Check every line of the entries that follow, and copy the ones containing "pole".
Segment Open
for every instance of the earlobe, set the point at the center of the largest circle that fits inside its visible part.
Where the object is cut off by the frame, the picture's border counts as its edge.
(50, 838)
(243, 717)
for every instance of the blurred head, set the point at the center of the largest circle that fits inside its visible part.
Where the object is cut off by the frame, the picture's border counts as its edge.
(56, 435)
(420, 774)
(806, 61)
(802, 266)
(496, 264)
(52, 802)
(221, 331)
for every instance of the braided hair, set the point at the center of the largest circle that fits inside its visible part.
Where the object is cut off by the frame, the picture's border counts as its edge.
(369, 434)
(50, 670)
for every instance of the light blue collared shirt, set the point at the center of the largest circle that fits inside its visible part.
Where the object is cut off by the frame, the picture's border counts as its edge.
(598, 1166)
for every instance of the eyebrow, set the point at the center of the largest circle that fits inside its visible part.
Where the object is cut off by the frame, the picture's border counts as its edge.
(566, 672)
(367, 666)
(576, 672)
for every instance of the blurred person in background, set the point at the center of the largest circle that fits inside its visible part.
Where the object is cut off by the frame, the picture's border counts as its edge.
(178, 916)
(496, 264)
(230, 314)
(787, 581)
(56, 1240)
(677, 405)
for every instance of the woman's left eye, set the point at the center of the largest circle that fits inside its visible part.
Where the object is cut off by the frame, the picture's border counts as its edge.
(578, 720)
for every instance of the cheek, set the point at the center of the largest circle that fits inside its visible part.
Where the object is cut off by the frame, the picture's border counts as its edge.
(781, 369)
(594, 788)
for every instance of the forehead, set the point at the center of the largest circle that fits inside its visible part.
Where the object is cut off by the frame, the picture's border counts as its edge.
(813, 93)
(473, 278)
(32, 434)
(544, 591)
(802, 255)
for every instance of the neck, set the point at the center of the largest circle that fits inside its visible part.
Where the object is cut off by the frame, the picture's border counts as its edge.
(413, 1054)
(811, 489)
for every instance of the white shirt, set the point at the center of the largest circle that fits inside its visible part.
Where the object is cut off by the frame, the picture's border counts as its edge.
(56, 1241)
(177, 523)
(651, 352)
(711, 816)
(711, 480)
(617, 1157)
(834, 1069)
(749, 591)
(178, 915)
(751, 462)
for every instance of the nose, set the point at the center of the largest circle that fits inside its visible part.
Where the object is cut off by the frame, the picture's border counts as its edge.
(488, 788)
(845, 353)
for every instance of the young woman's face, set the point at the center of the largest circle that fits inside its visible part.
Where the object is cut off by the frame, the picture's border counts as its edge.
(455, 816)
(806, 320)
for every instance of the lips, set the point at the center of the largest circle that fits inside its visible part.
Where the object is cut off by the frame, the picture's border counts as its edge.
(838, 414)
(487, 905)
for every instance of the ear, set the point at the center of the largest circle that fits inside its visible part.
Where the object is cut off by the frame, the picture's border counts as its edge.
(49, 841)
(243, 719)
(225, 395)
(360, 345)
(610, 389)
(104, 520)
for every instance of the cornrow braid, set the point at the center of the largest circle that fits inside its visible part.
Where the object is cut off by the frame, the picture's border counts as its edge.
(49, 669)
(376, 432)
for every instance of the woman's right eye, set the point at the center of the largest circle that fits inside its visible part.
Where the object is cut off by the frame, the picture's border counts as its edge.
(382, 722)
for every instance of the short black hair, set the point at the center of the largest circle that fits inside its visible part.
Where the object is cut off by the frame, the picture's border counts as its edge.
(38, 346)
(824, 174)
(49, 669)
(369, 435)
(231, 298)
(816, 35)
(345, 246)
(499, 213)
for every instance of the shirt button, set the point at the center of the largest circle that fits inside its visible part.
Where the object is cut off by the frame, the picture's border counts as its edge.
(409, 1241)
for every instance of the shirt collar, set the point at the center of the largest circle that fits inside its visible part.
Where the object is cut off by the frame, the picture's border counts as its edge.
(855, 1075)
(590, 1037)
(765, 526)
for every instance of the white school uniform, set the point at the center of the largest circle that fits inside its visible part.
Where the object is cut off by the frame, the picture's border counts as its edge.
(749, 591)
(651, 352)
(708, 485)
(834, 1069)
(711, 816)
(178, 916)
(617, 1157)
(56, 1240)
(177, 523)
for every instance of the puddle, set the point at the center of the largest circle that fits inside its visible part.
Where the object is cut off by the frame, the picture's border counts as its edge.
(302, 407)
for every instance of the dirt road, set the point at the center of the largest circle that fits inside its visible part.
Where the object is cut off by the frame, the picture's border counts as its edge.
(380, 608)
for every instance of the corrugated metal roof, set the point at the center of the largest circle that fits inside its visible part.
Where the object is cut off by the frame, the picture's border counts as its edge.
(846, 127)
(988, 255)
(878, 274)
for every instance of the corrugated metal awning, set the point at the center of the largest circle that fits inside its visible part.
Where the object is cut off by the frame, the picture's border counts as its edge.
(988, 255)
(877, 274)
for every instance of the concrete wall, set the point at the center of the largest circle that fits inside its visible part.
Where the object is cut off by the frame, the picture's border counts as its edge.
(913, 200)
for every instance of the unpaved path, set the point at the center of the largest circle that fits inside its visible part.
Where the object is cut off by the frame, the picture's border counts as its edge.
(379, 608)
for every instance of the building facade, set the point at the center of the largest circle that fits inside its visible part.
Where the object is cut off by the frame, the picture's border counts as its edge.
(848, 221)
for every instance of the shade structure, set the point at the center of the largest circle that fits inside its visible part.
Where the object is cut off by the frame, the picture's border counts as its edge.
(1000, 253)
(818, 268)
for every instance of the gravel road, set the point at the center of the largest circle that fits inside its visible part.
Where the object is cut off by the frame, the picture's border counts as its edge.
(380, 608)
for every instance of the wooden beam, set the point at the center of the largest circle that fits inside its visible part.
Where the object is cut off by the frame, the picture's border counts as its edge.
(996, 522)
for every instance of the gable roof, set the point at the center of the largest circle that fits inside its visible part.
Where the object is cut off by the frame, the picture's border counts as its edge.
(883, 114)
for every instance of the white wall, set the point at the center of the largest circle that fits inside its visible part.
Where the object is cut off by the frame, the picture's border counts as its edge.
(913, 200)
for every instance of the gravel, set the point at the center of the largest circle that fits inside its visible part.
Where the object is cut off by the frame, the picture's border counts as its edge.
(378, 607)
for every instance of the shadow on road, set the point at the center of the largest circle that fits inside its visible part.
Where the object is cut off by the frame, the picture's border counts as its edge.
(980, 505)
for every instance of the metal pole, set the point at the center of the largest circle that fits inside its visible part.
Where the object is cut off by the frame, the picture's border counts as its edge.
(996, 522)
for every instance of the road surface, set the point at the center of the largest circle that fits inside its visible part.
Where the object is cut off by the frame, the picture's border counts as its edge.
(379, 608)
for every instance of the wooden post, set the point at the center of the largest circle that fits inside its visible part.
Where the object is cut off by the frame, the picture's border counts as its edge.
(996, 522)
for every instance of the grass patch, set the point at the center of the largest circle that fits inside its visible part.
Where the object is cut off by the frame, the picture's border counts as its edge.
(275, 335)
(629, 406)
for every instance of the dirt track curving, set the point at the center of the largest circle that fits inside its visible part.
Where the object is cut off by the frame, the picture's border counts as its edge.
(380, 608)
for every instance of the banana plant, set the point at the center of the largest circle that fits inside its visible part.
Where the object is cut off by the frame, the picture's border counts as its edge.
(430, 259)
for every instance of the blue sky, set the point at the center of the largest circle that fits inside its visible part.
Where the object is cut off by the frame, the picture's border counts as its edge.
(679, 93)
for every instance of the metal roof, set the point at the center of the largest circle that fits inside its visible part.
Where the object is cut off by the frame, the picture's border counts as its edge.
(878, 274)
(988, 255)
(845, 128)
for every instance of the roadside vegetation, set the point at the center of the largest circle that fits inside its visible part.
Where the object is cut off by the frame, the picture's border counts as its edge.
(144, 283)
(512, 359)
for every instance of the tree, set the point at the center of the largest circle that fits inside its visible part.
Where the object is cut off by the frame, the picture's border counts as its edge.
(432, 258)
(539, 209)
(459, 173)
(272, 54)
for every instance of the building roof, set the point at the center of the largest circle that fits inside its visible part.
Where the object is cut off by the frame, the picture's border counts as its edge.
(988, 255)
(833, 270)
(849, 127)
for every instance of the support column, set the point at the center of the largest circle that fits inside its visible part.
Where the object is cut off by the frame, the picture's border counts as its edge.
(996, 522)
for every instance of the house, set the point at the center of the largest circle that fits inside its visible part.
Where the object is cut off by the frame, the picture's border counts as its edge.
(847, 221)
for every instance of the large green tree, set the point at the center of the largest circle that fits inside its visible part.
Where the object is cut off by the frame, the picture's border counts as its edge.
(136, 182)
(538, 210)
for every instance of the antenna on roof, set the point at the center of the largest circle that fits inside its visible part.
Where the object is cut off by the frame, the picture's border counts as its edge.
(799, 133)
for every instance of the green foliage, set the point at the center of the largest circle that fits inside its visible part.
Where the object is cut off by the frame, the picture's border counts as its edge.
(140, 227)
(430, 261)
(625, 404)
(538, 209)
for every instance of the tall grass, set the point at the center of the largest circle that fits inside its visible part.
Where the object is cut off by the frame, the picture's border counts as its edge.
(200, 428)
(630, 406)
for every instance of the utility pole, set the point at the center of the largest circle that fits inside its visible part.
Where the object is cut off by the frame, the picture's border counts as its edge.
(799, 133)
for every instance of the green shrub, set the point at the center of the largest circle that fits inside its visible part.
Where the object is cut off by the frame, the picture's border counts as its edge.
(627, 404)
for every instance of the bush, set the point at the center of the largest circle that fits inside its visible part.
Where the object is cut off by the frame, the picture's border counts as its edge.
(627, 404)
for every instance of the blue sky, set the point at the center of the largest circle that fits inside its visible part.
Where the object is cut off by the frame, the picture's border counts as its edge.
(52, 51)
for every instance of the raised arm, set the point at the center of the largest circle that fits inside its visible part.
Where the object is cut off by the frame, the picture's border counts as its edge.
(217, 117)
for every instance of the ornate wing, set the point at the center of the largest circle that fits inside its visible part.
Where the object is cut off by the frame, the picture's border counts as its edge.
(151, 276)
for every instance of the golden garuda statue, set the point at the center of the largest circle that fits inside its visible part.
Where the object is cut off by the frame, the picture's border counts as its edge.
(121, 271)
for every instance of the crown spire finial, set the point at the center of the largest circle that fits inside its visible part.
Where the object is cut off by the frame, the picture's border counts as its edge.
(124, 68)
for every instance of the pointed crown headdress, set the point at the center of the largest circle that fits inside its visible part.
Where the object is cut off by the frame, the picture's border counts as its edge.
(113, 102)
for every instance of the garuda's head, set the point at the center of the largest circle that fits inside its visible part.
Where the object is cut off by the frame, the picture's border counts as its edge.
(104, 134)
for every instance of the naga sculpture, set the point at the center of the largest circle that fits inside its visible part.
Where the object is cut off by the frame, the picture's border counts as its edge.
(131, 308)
Segment Closed
=== Your solution ===
for every instance of the metal pole, set the point at the center of the largest circle that fits inside its visible part.
for every instance of the utility pole, set the point at the center of the largest circle that fits inside its visible part.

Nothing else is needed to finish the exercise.